SET PROBLEM> Give every line below again, exactly.

Stored data
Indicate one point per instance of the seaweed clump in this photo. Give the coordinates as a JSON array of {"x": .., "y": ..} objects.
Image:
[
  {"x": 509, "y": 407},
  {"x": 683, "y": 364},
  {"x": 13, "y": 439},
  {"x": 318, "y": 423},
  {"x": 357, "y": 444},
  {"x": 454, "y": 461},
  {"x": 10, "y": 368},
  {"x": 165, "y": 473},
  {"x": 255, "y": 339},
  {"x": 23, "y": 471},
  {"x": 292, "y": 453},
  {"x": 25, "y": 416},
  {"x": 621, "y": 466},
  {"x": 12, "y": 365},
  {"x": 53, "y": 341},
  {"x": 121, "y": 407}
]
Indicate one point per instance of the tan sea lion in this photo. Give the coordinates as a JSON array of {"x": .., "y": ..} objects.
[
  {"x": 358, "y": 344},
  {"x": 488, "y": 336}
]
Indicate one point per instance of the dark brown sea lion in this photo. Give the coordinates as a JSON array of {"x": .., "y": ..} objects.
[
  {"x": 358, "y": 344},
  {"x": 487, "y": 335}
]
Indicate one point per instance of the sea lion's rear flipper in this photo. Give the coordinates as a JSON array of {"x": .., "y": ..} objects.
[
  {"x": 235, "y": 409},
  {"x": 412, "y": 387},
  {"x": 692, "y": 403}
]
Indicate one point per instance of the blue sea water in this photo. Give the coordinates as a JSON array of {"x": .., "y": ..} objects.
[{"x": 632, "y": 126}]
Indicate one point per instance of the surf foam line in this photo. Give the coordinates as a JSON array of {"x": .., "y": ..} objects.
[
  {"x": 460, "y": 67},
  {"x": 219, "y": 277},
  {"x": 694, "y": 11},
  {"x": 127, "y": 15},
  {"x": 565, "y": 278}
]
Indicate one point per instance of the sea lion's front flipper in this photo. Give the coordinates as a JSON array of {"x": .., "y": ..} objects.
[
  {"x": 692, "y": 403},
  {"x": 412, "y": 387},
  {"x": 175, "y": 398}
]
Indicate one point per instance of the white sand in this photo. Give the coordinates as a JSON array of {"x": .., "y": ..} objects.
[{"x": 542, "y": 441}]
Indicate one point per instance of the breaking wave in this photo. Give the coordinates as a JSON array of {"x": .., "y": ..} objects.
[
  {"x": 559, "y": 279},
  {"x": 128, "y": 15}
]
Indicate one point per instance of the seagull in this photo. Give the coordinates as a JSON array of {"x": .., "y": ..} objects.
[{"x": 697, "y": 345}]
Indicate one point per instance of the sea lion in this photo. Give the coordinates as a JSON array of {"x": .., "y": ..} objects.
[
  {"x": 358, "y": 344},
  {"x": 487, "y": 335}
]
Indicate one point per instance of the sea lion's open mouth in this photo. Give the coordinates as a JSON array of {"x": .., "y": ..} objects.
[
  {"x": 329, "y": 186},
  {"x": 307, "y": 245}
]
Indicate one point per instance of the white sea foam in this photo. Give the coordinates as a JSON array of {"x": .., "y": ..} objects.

IN RESPONSE>
Indicate one point per instance of the seaweed clump in this photo. Give the coordinates as a JSON array of {"x": .., "y": ..} objects.
Image:
[
  {"x": 509, "y": 407},
  {"x": 683, "y": 364},
  {"x": 13, "y": 439},
  {"x": 318, "y": 423},
  {"x": 357, "y": 444},
  {"x": 454, "y": 461},
  {"x": 10, "y": 368},
  {"x": 165, "y": 473},
  {"x": 255, "y": 339},
  {"x": 23, "y": 471},
  {"x": 292, "y": 453},
  {"x": 25, "y": 416},
  {"x": 621, "y": 466},
  {"x": 12, "y": 365},
  {"x": 53, "y": 341},
  {"x": 121, "y": 407}
]
Indicate one point per instance of the tan sea lion in this photo. Give the coordinates as a JSON array of {"x": .., "y": ..} objects.
[
  {"x": 358, "y": 344},
  {"x": 488, "y": 336}
]
Indicate one point per instance of the dark brown sea lion in this photo. Give the coordinates as a JSON array of {"x": .., "y": ..} objects.
[
  {"x": 358, "y": 344},
  {"x": 487, "y": 335}
]
Indicate one point per instance of the sea lion's rear flipper in this photo. Give the coordinates as a JSON array of {"x": .., "y": ..} objects.
[
  {"x": 235, "y": 409},
  {"x": 412, "y": 387},
  {"x": 692, "y": 403}
]
Indicate one point per instance of the blue sea water in this photo. Give the coordinates as a JSON array of {"x": .., "y": ..} objects.
[{"x": 632, "y": 126}]
Indicate one point per instance of the surf foam line in this photo. Give the coordinates as a JSON array of {"x": .., "y": ..} objects.
[
  {"x": 460, "y": 67},
  {"x": 219, "y": 277},
  {"x": 694, "y": 11},
  {"x": 127, "y": 15},
  {"x": 565, "y": 278}
]
Indicate one point per instance of the sea lion's front flipper in this photo. Give the coordinates as a JSON array of {"x": .., "y": ..} objects.
[
  {"x": 692, "y": 403},
  {"x": 412, "y": 387},
  {"x": 175, "y": 398}
]
Indicate one point per instance of the white sand in this photo. Give the coordinates as a JSON array of {"x": .., "y": ..} objects.
[{"x": 542, "y": 441}]
Indicate one point per instance of the breaking wave in this photo. Give the coordinates as a JSON array of {"x": .., "y": ..} objects.
[
  {"x": 559, "y": 279},
  {"x": 128, "y": 15}
]
Indicate one point per instance of the seagull in this photo. Give the coordinates as a JSON array of {"x": .., "y": ..} objects.
[{"x": 697, "y": 345}]
Indicate one point per instance of the sea lion in this photo. Give the coordinates as a JSON array of {"x": .., "y": ..} objects.
[
  {"x": 358, "y": 344},
  {"x": 487, "y": 335}
]
Indicate one point per instance of the sea lion's open mouth in this photo. Give the coordinates as a JSON array of {"x": .., "y": ..} objects.
[
  {"x": 329, "y": 186},
  {"x": 307, "y": 245}
]
Indicate one point per instance of the white sea foam in this photo. Give the coordinates as a JSON array of {"x": .., "y": ..} objects.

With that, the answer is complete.